### Items from a data source
┄┄┄┄┄┄┄┄┄┄┄┄┄┄┄┄┄┄┄┄
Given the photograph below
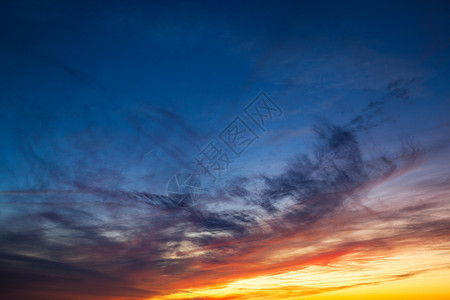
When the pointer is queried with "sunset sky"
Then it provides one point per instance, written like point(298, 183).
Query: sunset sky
point(158, 150)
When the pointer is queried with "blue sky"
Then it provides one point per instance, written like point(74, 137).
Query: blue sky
point(101, 99)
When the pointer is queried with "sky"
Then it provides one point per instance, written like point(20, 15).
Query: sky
point(196, 150)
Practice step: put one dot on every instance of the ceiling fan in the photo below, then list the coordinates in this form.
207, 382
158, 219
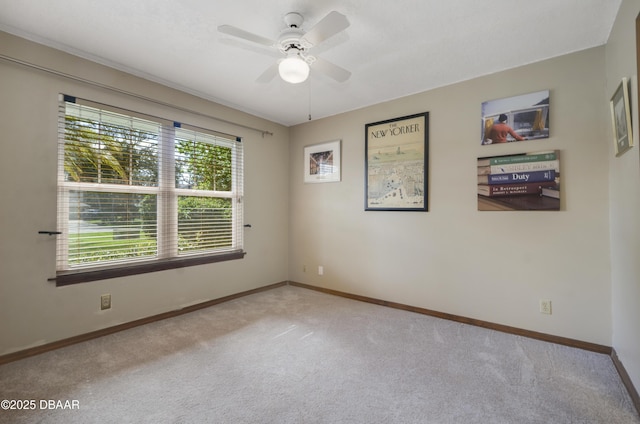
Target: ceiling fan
294, 43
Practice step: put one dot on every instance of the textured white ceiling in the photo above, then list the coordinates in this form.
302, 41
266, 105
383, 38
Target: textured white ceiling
392, 49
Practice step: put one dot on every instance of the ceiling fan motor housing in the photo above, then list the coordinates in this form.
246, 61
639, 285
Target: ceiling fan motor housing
291, 37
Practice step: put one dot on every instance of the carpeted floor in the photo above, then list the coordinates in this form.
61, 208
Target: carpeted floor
292, 355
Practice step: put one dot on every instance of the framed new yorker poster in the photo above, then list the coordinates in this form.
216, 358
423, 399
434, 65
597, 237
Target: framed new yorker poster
396, 164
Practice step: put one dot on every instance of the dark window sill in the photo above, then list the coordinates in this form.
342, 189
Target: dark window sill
75, 277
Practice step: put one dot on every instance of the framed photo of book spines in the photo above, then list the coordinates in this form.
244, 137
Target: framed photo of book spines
520, 182
621, 118
396, 164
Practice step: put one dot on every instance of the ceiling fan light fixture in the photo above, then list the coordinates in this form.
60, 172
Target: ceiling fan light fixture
293, 69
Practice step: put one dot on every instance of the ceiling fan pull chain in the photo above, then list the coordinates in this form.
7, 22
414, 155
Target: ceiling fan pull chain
309, 99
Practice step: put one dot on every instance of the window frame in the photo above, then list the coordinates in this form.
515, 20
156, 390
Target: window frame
167, 255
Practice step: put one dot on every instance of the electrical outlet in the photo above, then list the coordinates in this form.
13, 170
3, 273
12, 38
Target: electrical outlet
545, 306
105, 302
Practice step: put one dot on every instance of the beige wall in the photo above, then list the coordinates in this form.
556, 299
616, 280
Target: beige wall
493, 266
624, 185
32, 310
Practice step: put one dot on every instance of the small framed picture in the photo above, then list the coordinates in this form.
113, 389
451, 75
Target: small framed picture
322, 162
621, 118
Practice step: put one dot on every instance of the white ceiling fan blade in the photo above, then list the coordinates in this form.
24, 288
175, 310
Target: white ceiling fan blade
268, 74
329, 26
334, 71
240, 33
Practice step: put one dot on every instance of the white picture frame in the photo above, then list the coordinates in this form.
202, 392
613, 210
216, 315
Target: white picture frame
621, 118
322, 162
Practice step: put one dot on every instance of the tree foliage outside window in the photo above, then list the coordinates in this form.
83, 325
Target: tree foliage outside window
111, 181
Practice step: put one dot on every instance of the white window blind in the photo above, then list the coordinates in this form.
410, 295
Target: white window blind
134, 188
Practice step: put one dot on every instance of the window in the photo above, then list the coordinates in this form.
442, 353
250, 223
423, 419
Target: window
138, 194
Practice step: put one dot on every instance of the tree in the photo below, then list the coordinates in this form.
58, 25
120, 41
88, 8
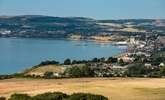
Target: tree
2, 98
112, 60
48, 75
121, 62
67, 62
73, 72
87, 71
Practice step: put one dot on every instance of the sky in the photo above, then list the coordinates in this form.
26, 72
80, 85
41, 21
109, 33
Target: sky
98, 9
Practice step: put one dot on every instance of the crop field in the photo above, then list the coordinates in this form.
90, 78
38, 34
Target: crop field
113, 88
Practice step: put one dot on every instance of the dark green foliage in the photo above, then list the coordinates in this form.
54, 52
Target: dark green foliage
5, 77
20, 97
74, 72
48, 62
138, 70
2, 98
86, 96
121, 62
51, 96
48, 75
67, 62
112, 60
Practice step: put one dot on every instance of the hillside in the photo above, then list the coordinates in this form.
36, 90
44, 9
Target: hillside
43, 69
37, 26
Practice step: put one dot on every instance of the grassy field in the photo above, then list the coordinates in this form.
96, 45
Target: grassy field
114, 88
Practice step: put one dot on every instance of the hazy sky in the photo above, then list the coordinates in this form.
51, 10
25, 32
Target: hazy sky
99, 9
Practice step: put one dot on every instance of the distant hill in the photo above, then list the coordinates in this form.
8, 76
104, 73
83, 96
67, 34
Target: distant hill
43, 69
60, 27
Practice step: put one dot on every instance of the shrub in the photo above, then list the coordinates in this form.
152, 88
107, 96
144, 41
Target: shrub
2, 98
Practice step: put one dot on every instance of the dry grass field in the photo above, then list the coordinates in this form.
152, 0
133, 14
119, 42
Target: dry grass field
114, 88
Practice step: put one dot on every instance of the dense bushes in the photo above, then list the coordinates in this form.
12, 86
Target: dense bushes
58, 96
2, 98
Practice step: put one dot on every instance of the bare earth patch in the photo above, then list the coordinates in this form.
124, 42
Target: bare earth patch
114, 88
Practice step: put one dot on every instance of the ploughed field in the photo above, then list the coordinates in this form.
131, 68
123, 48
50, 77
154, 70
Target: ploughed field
113, 88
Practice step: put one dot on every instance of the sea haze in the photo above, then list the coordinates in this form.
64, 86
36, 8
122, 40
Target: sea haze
┄┄┄┄┄┄┄┄┄┄┄┄┄┄┄┄┄┄┄┄
### TASK TO COMPLETE
Of the lines above, show those in which "like" appears.

### WRITTEN ANSWER
Then it provides one point per instance, written like point(298, 183).
Then it provides one point per instance, written like point(74, 137).
Then it provides one point per instance, written like point(20, 15).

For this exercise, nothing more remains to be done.